• Trecho citado:
Todos soubemos das declarações do Papa Francisco durante o vôo de volta da sua peregrinação às Filipinas a respeito das famílias numerosas, do espaçamento dos filhos, e dos "coelhos". Na verdade, a entrevista fala de muitas outras coisas, mas a polêmica se deveu sobretudo a estes assuntos que, no parecer da mídia, aparentavam inovar quanto à moral católica. Muitos sites divulgaram a notícia, e a maioria endossava a mesma interpretação: "Papa Francisco diz que católico não precisa procriar igual coelho e que ter três filhos está bom."

A notícia foi também divulgada no blog do Fratres, com artigo nomeado como "a íntegra do que o Papa disse", e foi esta a tradução a que me dei à leitura com maior atenção. Contudo, o recorte feito e os negritos às vezes sugerem certas interpretações. O número de três filhos, por exemplo, só pode ser bem compreendido ao considerar a pergunta que Francisco então respondia - o que falta no texto do Fratres. Aproveitaremos a ocasião para revistar as expressões ditas mais abaixo.

• Tarefa proposta a:
Reescreva as entradas, incluindo os pedidos, começando no início das entradas e parando após a linha que contém "0 47 327 391". Acrescente 120 a cada número das coordenadas das caixas nas respostas, mas não nos pedidos nem nos exemplos de formato, e deixe as imagens de fora.

• Dados para uso:
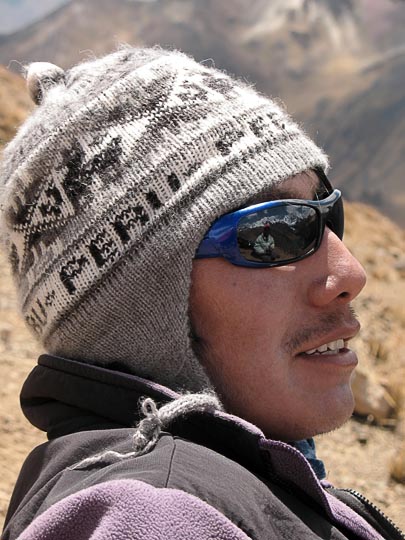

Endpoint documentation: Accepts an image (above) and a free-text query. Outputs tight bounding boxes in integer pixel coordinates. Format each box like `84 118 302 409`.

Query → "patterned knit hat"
1 48 327 391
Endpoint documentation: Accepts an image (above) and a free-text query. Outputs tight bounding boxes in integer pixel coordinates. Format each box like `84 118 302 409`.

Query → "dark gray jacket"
2 355 405 540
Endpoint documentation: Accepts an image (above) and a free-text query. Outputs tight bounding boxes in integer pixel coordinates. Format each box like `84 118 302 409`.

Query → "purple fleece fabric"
326 493 384 540
18 480 249 540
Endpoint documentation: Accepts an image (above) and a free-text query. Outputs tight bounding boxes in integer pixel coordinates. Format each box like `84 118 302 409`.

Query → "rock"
352 369 396 424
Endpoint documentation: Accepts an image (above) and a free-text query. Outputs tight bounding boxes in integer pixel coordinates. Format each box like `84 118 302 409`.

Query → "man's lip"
297 321 360 355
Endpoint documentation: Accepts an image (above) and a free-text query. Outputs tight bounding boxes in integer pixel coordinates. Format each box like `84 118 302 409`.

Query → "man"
253 222 275 260
2 48 403 540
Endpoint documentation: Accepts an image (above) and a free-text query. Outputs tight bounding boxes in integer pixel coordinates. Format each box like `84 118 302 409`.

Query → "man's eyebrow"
247 179 327 205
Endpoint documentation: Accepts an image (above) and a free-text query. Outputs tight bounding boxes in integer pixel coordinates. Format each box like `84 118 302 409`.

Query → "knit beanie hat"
0 47 327 391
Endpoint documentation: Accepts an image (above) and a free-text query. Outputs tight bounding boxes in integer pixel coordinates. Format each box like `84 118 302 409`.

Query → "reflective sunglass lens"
237 204 319 264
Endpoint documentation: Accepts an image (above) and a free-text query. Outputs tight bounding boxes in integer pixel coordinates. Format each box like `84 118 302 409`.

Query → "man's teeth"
304 339 345 354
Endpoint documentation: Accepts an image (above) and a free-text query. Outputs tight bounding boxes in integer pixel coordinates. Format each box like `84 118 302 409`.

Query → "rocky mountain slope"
0 0 405 226
0 66 32 147
0 203 405 530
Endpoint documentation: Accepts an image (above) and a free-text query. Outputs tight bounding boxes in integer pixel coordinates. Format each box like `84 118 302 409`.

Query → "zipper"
339 489 405 540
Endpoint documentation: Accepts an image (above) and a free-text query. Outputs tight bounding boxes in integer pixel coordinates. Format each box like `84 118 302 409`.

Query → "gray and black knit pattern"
1 48 327 391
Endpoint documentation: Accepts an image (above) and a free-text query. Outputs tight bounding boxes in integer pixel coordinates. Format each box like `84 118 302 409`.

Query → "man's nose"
309 228 367 307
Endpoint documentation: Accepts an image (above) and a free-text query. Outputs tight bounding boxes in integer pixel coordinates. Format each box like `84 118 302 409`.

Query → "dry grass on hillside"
0 65 32 146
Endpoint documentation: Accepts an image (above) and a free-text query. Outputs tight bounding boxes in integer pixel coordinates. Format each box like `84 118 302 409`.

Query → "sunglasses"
195 189 344 268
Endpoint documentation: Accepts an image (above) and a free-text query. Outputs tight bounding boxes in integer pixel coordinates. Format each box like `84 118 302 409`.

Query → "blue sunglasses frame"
195 189 344 268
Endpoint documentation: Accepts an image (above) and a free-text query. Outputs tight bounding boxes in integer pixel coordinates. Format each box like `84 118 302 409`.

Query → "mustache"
285 306 358 354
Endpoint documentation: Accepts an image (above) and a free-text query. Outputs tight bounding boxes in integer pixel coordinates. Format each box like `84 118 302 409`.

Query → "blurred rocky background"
0 0 405 529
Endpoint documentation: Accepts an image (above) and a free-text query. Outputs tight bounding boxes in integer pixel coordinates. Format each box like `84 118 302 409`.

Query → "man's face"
190 172 366 441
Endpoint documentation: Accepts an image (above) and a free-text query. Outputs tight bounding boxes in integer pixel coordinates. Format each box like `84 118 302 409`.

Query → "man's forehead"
246 170 325 206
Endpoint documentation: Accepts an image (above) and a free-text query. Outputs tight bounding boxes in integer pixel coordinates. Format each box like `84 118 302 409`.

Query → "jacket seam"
165 438 176 488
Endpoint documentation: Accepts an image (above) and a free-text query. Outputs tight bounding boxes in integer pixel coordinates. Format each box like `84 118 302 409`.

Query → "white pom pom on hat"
26 62 65 105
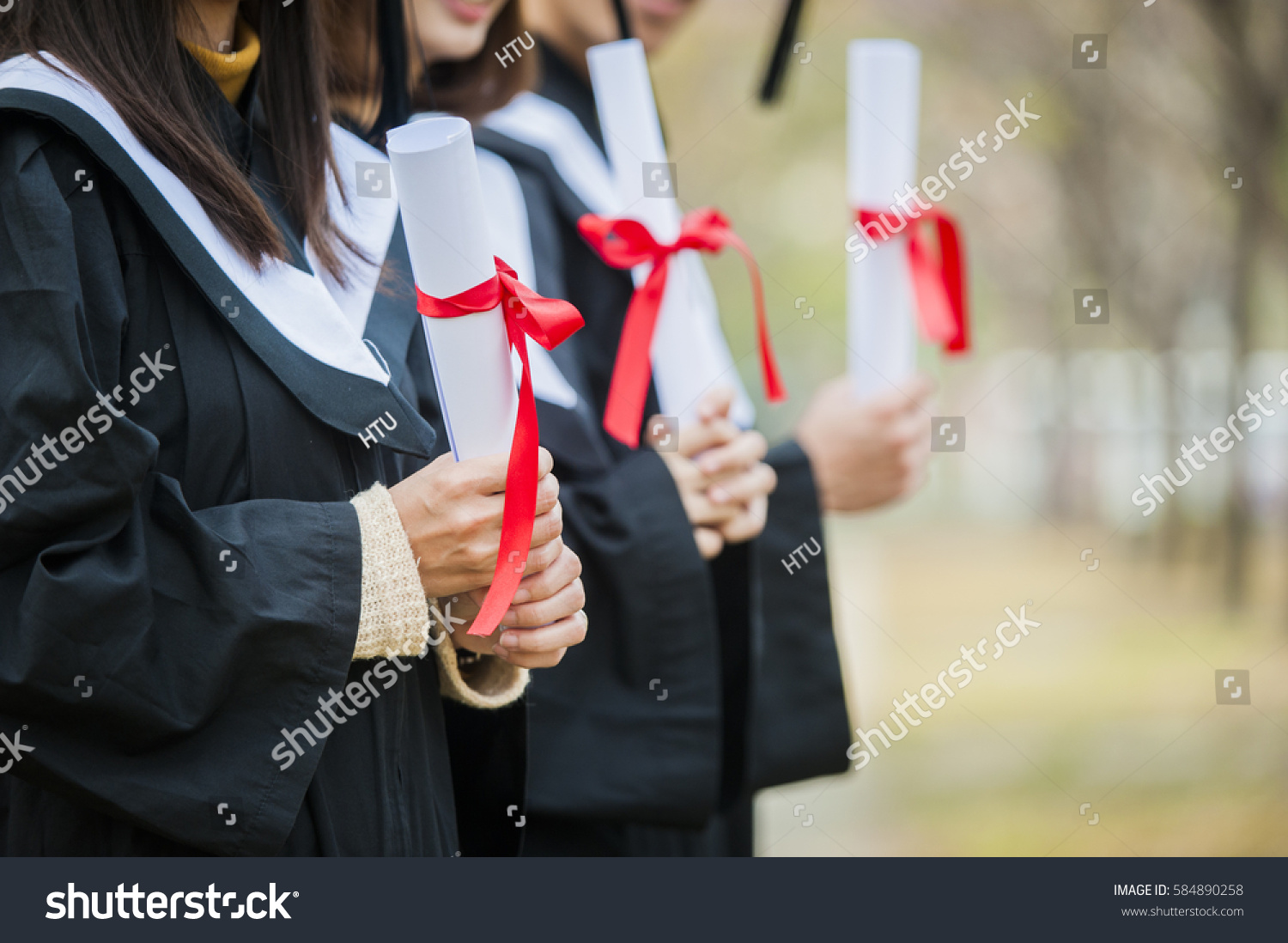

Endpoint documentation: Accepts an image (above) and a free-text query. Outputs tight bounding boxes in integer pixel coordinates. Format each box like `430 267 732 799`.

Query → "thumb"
698 386 734 423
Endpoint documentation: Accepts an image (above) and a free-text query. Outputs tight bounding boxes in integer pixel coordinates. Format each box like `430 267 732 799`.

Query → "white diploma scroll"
389 118 519 461
847 40 921 396
586 39 755 427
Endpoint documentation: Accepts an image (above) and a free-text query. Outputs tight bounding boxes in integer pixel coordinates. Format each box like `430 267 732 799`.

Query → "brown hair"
325 0 536 135
0 0 355 283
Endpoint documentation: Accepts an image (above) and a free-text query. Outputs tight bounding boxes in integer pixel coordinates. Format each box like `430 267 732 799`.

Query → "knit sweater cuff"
350 484 429 661
434 608 528 710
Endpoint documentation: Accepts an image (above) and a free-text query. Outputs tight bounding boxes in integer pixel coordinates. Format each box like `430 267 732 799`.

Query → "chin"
416 0 504 62
422 26 487 62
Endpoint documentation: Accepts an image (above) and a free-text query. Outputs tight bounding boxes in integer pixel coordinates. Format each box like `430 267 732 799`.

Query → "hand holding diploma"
389 118 582 636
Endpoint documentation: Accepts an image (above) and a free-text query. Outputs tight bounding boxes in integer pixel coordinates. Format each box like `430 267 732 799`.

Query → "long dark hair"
325 0 536 146
0 0 353 283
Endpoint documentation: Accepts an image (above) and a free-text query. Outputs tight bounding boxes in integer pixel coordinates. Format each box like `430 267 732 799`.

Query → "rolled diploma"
847 40 921 396
389 118 519 461
586 39 755 427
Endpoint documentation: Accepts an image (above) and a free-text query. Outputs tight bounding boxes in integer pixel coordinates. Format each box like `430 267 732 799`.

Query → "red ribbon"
577 208 787 448
855 210 970 353
416 259 584 636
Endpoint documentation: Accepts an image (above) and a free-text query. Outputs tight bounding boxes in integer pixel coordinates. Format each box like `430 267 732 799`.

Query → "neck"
179 0 241 52
523 0 605 84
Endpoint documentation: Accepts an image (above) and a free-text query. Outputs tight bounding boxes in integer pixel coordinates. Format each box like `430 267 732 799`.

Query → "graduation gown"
366 152 723 855
477 44 849 853
0 57 510 855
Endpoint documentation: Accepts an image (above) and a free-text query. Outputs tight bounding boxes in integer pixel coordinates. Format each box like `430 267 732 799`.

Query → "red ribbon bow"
855 210 970 353
416 259 584 636
577 208 787 448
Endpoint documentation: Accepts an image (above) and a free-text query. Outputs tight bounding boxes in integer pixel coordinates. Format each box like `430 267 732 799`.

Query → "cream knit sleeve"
430 600 528 710
350 484 429 661
350 484 528 709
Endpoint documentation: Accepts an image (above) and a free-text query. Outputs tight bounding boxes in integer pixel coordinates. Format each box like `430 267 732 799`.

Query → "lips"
634 0 690 20
443 0 492 25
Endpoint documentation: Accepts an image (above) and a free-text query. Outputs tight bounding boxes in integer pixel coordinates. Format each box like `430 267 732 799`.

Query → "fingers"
492 610 587 667
680 491 742 527
680 417 742 459
708 461 778 507
456 453 510 495
693 527 724 561
536 474 559 514
720 497 769 544
698 386 734 422
528 504 563 551
512 540 581 605
523 538 563 576
501 579 586 629
697 430 769 479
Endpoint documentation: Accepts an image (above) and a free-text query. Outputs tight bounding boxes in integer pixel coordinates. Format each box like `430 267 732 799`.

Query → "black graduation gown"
477 44 849 855
0 57 497 855
366 211 721 855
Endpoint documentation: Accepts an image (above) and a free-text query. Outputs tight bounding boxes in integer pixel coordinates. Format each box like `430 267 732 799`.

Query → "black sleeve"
528 450 721 824
0 115 361 855
750 441 850 788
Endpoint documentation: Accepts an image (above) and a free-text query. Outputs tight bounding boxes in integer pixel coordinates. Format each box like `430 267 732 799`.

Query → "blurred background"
654 0 1288 855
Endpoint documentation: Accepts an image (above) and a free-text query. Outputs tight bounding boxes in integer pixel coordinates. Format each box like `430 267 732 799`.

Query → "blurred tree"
1193 0 1288 605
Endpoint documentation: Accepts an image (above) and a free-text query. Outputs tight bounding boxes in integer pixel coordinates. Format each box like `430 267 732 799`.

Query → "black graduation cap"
760 0 805 105
368 0 434 147
613 0 631 39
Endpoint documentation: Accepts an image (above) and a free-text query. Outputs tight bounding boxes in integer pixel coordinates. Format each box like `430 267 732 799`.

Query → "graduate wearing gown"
478 0 929 855
322 0 747 855
478 40 849 855
0 4 585 855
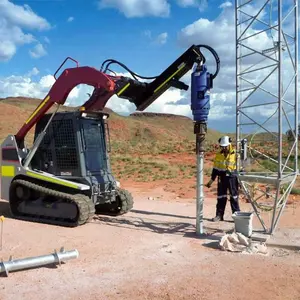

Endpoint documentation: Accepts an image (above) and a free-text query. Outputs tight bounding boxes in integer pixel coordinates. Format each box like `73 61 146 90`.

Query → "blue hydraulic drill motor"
191 64 213 122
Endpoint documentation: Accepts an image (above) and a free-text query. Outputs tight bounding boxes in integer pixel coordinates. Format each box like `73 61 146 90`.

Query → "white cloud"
0 0 51 61
29 43 47 58
143 30 168 45
177 0 208 12
176 1 298 130
155 32 168 45
98 0 170 18
27 67 40 77
219 1 232 8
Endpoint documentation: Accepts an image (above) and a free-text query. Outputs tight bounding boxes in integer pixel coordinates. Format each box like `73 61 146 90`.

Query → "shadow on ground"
91 210 232 241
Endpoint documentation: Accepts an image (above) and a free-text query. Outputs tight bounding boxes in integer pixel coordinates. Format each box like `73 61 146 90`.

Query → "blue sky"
1 0 223 76
0 0 296 131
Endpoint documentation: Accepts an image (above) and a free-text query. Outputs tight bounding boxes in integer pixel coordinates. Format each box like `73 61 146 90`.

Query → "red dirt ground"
0 182 300 300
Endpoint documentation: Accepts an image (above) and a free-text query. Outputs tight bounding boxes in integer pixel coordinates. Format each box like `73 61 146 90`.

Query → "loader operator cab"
0 45 219 227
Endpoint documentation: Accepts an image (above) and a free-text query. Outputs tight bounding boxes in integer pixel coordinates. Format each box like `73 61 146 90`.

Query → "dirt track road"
0 191 300 300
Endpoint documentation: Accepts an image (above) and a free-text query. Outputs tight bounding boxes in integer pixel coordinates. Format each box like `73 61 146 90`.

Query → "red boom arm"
16 67 115 142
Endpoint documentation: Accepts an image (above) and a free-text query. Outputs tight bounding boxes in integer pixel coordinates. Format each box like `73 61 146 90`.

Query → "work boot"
212 216 224 222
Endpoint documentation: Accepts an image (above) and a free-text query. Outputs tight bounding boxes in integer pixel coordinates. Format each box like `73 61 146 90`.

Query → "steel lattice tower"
235 0 298 234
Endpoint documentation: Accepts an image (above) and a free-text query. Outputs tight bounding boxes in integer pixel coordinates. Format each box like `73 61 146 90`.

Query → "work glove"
206 179 214 188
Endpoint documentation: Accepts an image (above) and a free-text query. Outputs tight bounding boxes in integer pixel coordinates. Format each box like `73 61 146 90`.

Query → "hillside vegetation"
0 97 298 193
0 97 221 185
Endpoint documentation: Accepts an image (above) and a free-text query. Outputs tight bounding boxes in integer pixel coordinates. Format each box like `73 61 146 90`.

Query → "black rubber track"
10 179 95 227
96 188 134 216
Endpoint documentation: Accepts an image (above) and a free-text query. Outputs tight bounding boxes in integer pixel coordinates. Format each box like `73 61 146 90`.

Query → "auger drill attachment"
0 46 211 227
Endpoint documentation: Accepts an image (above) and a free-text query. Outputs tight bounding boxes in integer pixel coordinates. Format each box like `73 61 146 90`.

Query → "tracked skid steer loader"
0 45 217 227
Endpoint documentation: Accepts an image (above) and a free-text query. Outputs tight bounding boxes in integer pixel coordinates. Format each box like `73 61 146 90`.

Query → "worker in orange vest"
206 135 240 222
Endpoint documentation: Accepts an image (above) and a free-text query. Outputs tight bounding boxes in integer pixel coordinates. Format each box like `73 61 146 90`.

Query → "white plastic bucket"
232 211 253 237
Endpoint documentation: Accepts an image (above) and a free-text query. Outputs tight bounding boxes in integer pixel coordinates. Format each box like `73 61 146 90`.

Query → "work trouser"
216 176 240 217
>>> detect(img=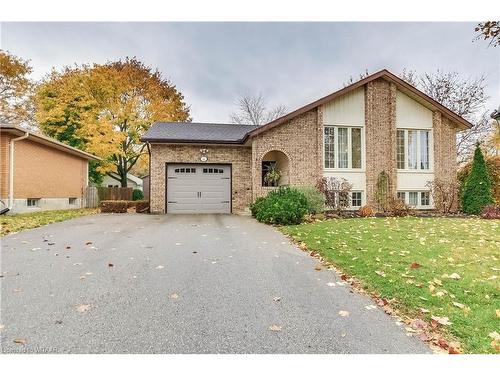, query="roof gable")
[249,69,473,137]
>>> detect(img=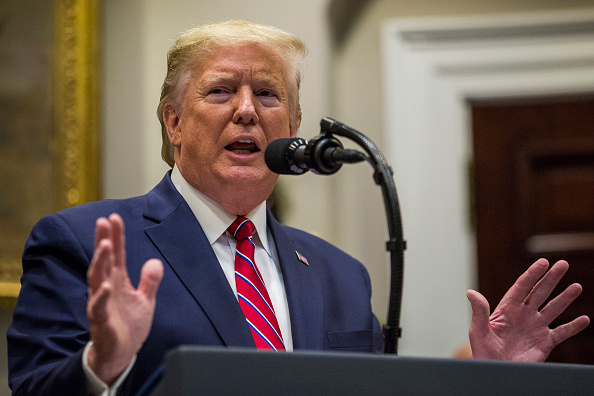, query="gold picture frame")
[0,0,100,299]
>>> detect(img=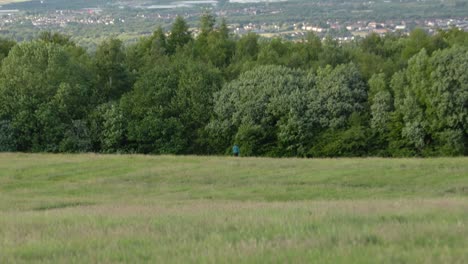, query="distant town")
[0,1,468,46]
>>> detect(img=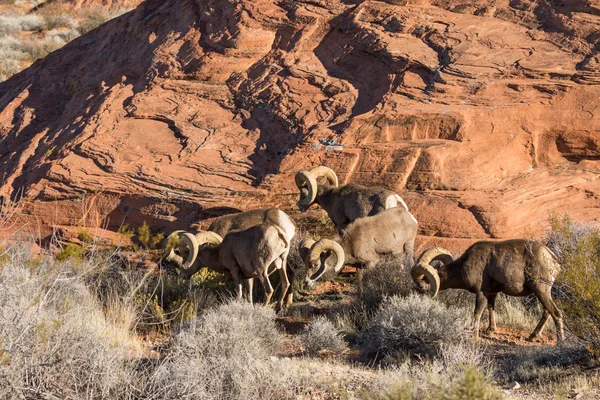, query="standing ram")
[411,239,564,342]
[296,166,408,234]
[300,207,418,291]
[162,224,290,310]
[208,208,296,306]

• Tarefa proposta b:
Retome o trecho sobre as declarações do Papa Francisco a partir do ponto em que ele termina.

• Resposta esperada a:
Endpoint documentation: Accepts an image (above) and a free-text query. Outputs tight bounding boxes in integer pixel coordinates. Format each box like `84 118 302 409`.

Query → "patterned knit hat"
121 168 447 511
Endpoint documentation: Accepts an image (above) and a free-text query. Outputs tight bounding boxes in integer pixel coordinates. Format each box like `84 118 302 409`.

Query → "dark gray jacket"
122 475 525 660
Endpoint documentation: Accepts an image (above) and a free-text query. Outputs tight bounding boxes in integer pixel coordinates. Format each box like `84 118 302 409`.

Query → "purple fleece fabric"
446 613 504 660
138 600 369 660
Endpoint documentation: Accepts an image (above) and a free-text query. Outputs tight bounding boxes in integer pixel coordinates. Format each box like `84 118 302 409`.

Query → "rock"
472 489 516 544
Endpoint documentation: Accepts an image (above) and a free-text query. Outputs tight bounding boxes in integer pixel coordinates. Format each box like `84 118 302 409`.

Query → "man's lip"
417 441 480 475
Endpoint documentation: Accepts an image (above) and a free-text query. Outputs tight bounding boxes in integer pixel coordinates. Format each box like `84 118 302 409`.

Query → "man"
373 342 395 380
122 168 523 660
Endpoint documentation: Accepts an image (above) and a free-text query. Outputs tight bounding boxes in integer pixel coordinates. Format each box like `84 118 302 409`.

Query → "man's eyebrow"
367 299 447 325
Endpoint documentation: Accepts an image (above) and a free-text query. Outputs tight bounding boxes in integer pixel coordinates. Format each box like `84 118 302 409`.

Query → "knit beanie hat"
120 167 447 511

• Resposta esperada b:
Isso tudo me rendeu certa indignação, que foi em certa medida manifestada nas redes sociais a título de comentário dos comentários. Escrevi então um texto que trazia o mesmo nome que encima esta postagem. Contudo, creio que o teor de ambos será bem distinto.

Hoje, enfim, decidi ler toda a entrevista, tal como está disponível no próprio site do vaticano. Deveria tê-lo feito antes, e faria caso soubesse que estas entrevistas também ficam lá arquivadas e disponíveis. Passo, então, a fazer os comentários.

Papa critica mulher que está na oitava gravidez e a chama de irresponsável.

A mulher já era mãe de 7 filhos e estava na oitava cesárea. O número de cesáreas suportáveis por uma mulher varia de pessoa a pessoa, mas pode-se dizer que oito não é lá um número tão comum. Quando o Papa a chama de irresponsável, não o diz pela quantidade de filhos, mas pelo risco, real, de morrer e deixar 7 órfãos. Ele fala isso claramente: "Mas a senhora quer deixar sete órfãos?" Então, nada de espantoso nem de equivocado. Ponto do Papa. Alguns reclamaram a dizer que o papa não sabe da vida particular da mulher, se ela é uma das exceções que não correriam risco com tantas cesáreas. De fato, talvez ele não tenha procurado saber, mas o mais comum é supor que as pessoas geralmente se enquadram num padrão e, mesmo que se afastem dele um pouco, não é tanto. É bastante razoável considerar uma oitava cesárea como algo de risco em qualquer pessoa. Então não há erro aqui.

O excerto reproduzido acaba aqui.